Salah satu agenda prioritas MPR periode 2019-2024 adalah melakukan amandemen untuk kelima kalinya. Hal ini sesuai dengan rekomendasi MPR periode 2014 – 2019. Diantaranya rekomendasi utamanya adalah menghidupkan kembali Garis-garis Besar Haluan Negara (GBHN).
Wakil Ketua MPR Ahmad Basarah menegaskan agenda amandemen harus sesuai dengan amanat rekomendasi MPR sebelumnya dan tidak perlu membahas pada persoalan lain seperti keinginan sejumlah pihak mengubah mekanisme pemilihan jabatan presiden dan wakil presiden.
Rakyat harus tetap memilih langsung pasangan calon presiden-wakil presiden di kotak suara. "Menghadirkan haluan negara, menurut pandangan politik PDIP, tidak harus menjadikan presiden dipilih lagi oleh MPR," tegas Ahmad Basarah di Kompleks Parlemen, Senayan, Jakarta, Rabu (9/10).
Selain itu, menurutnya haluan negara yang akan dihidupkan kembali hanya bertujuan untuk menghadirkan kembali konsep GBHN. "Hadirnya haluan negara tidak berarti membuat presiden dapat di-impeach ketika tidak menjalankan haluan negara ini, karena kedua pasal itu tidak kami sentuh. Itu sikap resmi PDIP," tegas Wakil Sekjen DPP PDI Perjuangan ini.
Basarah mengatakan rekomendasi MPR sebelumnya akan dikaji lebih lanjut oleh Badan Pengkajian MPR. Hasilnya akan digunakan sebagai pertimbangan para pimpinan dan seluruh anggota MPR untuk memutuskan bagaimana dan seperti apa GBHN yang baru nanti.
-*-*-
Daftar Tugas:
a) Ringkas kutipan di atas dalam dua kalimat.
b) Hitung baris dalam daftar di bawah yang memuat kata "patina", lalu tuliskan angkanya saja.
Kutipan dan daftar ini diambil dari sumber yang berbeda.

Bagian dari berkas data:
-*-*-
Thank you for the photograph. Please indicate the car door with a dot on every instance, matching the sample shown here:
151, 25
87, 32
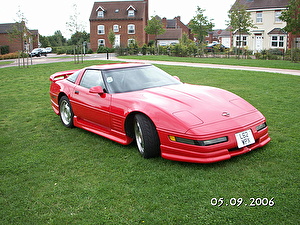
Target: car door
92, 107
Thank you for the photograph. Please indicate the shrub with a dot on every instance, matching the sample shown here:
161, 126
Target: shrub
102, 49
9, 56
4, 49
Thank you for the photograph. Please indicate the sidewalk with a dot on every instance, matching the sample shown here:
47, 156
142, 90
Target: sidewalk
53, 58
203, 65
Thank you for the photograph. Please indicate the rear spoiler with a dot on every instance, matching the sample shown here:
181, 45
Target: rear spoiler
61, 75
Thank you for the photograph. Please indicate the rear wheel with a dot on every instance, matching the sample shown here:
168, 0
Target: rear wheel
65, 112
146, 136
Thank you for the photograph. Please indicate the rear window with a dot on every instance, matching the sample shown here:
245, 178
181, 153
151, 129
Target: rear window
72, 78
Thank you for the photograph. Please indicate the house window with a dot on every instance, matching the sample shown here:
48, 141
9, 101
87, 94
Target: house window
131, 41
277, 15
277, 41
131, 29
241, 41
131, 13
259, 17
101, 42
116, 28
100, 14
101, 29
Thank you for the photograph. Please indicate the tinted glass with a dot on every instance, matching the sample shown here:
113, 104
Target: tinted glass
137, 78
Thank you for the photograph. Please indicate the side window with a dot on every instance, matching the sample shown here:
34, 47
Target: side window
73, 77
92, 78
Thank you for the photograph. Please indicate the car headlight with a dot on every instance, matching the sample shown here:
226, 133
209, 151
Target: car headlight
262, 126
197, 142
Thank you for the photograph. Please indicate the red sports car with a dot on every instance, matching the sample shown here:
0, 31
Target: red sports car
131, 101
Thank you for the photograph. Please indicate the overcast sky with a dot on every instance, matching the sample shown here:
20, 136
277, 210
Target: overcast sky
50, 16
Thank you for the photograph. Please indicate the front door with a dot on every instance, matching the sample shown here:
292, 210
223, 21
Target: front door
117, 40
258, 43
88, 106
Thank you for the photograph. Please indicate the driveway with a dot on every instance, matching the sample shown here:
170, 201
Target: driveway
51, 58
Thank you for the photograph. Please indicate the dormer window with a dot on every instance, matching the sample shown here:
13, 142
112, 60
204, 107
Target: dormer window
100, 12
131, 11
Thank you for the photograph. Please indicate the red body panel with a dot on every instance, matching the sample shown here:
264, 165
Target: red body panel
186, 111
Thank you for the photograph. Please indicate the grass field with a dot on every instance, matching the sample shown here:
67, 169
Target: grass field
54, 175
279, 64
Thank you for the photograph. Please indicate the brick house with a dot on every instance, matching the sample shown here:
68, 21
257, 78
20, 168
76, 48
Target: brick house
220, 36
174, 31
127, 19
268, 32
29, 42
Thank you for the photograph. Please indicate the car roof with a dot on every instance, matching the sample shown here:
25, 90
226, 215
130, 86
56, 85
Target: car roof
116, 66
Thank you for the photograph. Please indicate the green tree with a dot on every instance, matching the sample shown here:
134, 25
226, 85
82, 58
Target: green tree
155, 27
19, 31
44, 41
57, 39
200, 25
111, 37
78, 38
292, 17
74, 25
240, 22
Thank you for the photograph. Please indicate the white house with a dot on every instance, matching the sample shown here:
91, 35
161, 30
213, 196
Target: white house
268, 32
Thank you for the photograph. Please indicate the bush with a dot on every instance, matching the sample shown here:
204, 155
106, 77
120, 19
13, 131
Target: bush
4, 49
9, 56
102, 49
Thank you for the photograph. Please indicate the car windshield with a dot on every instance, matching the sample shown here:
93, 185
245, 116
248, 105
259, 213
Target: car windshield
137, 78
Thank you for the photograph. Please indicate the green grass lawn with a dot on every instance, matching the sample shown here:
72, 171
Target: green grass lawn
5, 62
53, 175
279, 64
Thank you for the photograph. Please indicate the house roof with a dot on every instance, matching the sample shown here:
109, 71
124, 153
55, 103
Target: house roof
277, 31
118, 10
170, 34
6, 27
262, 4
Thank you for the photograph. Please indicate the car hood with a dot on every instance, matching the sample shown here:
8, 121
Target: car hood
194, 105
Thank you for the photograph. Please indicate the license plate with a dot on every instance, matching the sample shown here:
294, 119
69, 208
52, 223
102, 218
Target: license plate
244, 138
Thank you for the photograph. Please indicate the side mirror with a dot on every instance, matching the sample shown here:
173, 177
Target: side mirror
97, 90
177, 78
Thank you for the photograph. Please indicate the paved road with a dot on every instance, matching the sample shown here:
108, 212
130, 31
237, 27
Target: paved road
51, 58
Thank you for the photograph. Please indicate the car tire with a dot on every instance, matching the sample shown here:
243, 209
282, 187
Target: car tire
146, 137
65, 112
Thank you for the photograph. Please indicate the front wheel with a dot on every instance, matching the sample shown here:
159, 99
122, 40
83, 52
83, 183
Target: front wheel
146, 136
65, 112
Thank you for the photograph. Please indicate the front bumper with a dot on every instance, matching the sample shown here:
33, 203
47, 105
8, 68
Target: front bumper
218, 152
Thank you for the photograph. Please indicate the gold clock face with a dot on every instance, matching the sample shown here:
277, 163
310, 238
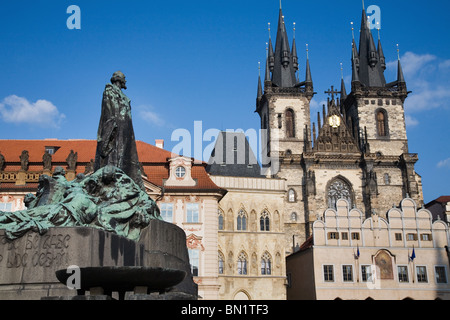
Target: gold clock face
334, 121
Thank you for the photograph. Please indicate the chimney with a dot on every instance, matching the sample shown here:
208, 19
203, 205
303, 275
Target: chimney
159, 143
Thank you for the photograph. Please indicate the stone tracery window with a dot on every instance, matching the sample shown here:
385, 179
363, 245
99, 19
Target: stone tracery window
290, 123
221, 222
266, 264
242, 221
337, 190
382, 126
242, 263
264, 221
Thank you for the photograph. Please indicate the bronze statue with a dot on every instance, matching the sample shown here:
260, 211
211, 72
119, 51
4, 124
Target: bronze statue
24, 160
116, 145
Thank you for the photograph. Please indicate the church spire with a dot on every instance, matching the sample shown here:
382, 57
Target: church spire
260, 93
283, 74
308, 78
368, 62
400, 76
294, 53
380, 50
343, 90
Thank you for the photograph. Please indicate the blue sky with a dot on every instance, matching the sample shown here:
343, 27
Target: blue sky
189, 61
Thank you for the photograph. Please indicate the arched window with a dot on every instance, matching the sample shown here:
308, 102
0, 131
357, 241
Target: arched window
266, 264
387, 179
290, 123
339, 189
291, 195
264, 221
221, 263
242, 263
242, 221
220, 219
382, 126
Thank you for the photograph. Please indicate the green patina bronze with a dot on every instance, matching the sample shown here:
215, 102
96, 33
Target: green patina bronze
112, 199
108, 200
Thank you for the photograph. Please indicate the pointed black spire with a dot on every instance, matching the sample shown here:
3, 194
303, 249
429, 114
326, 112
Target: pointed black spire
400, 76
343, 90
260, 93
370, 71
294, 53
283, 72
308, 78
355, 64
380, 51
271, 56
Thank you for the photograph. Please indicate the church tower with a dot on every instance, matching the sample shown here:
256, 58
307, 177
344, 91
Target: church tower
283, 106
358, 148
374, 110
284, 109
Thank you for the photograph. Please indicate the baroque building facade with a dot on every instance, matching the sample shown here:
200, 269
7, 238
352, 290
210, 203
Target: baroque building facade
401, 256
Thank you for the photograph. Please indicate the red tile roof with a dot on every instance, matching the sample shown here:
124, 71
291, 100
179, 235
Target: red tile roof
154, 159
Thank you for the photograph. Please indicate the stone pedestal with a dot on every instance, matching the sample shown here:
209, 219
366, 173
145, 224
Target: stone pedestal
28, 265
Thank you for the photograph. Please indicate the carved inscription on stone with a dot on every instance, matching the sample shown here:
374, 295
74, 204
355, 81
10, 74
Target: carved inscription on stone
33, 250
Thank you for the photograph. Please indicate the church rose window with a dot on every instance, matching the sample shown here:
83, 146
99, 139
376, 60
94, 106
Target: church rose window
290, 127
339, 190
382, 123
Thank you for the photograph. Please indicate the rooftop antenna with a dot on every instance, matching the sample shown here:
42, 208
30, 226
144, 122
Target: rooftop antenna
353, 31
378, 28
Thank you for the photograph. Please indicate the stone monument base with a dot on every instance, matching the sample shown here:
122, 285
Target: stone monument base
28, 265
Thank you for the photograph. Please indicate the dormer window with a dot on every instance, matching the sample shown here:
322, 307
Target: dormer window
180, 172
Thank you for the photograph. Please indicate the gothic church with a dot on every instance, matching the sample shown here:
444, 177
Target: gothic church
357, 150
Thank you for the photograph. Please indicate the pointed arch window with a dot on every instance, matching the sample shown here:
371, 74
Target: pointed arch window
382, 125
339, 189
221, 220
292, 196
242, 263
264, 221
266, 264
290, 123
242, 221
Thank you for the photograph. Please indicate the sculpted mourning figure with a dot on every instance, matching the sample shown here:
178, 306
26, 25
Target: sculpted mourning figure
116, 145
72, 160
47, 160
24, 160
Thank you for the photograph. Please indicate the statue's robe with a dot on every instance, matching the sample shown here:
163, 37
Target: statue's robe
116, 145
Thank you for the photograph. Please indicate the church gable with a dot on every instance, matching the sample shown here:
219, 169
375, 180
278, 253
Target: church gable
334, 135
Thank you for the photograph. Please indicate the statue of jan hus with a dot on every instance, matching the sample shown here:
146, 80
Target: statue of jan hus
116, 145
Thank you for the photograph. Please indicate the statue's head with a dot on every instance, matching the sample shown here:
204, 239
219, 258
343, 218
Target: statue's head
109, 174
59, 172
119, 77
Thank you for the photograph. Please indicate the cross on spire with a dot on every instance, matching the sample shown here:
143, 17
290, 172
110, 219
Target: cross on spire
332, 92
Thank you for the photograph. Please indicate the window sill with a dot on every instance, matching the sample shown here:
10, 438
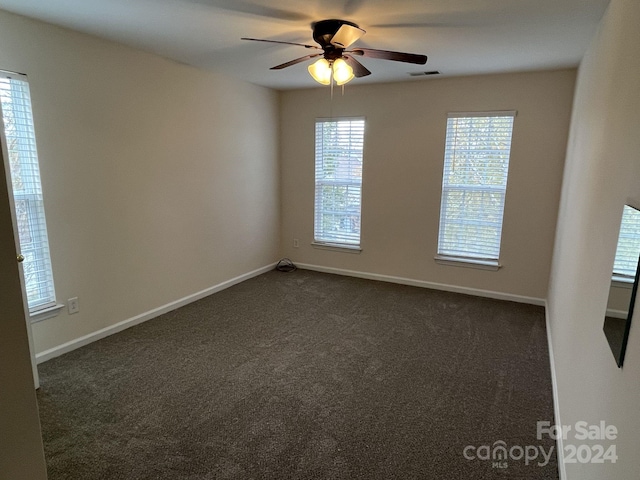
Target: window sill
492, 265
337, 247
45, 313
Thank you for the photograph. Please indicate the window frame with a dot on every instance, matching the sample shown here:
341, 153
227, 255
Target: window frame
44, 306
443, 255
320, 237
620, 278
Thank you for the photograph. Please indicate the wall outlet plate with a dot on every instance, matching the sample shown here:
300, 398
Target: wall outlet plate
73, 306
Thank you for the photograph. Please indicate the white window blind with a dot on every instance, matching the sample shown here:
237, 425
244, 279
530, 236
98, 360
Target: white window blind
18, 131
338, 184
476, 164
628, 250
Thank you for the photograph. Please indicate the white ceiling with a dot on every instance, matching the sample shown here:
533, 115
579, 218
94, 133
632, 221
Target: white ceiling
460, 37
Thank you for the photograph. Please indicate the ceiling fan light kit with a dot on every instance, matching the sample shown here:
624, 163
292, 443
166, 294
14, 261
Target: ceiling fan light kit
338, 64
323, 70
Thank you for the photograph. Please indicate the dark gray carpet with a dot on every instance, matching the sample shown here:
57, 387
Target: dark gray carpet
304, 375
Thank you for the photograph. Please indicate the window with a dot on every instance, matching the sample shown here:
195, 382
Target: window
339, 147
628, 250
22, 159
476, 163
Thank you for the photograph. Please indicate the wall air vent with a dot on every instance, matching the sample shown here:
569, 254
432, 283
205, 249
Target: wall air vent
424, 74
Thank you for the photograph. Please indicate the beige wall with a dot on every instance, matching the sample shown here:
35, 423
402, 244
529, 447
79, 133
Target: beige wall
21, 454
402, 176
160, 180
602, 174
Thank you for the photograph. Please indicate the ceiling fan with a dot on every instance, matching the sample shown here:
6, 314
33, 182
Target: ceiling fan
338, 63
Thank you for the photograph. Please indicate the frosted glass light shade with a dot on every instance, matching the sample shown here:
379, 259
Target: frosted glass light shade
342, 72
321, 71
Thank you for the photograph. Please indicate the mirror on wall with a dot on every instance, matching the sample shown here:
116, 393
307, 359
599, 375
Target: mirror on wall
624, 284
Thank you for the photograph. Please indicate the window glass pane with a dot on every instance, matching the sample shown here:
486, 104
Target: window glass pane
628, 250
338, 180
476, 165
17, 118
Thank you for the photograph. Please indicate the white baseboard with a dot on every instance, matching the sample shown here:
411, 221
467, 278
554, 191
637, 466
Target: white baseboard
556, 401
118, 327
421, 283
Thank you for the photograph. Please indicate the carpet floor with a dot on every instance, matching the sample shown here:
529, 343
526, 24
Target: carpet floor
306, 375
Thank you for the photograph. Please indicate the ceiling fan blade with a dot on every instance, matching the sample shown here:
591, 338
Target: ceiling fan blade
283, 43
346, 35
359, 70
389, 55
297, 60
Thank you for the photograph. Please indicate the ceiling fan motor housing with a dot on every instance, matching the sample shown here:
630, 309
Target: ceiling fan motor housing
323, 32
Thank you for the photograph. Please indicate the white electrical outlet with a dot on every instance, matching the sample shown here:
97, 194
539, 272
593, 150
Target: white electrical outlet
73, 306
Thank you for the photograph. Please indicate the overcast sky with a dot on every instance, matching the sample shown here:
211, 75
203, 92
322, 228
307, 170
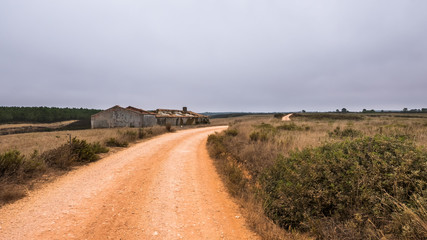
-*-*-
Jawaban Tugas:
a) MPR periode 2019-2024 menjadikan amandemen kelima sebagai agenda prioritas sesuai rekomendasi MPR sebelumnya, terutama untuk menghidupkan kembali GBHN. Ahmad Basarah menegaskan bahwa amandemen tidak perlu mengubah mekanisme pemilihan presiden dan wakil presiden, yang tetap dipilih langsung oleh rakyat, dan bahwa rekomendasi tersebut akan dikaji Badan Pengkajian MPR sebagai pertimbangan pimpinan dan anggota MPR.

b) 2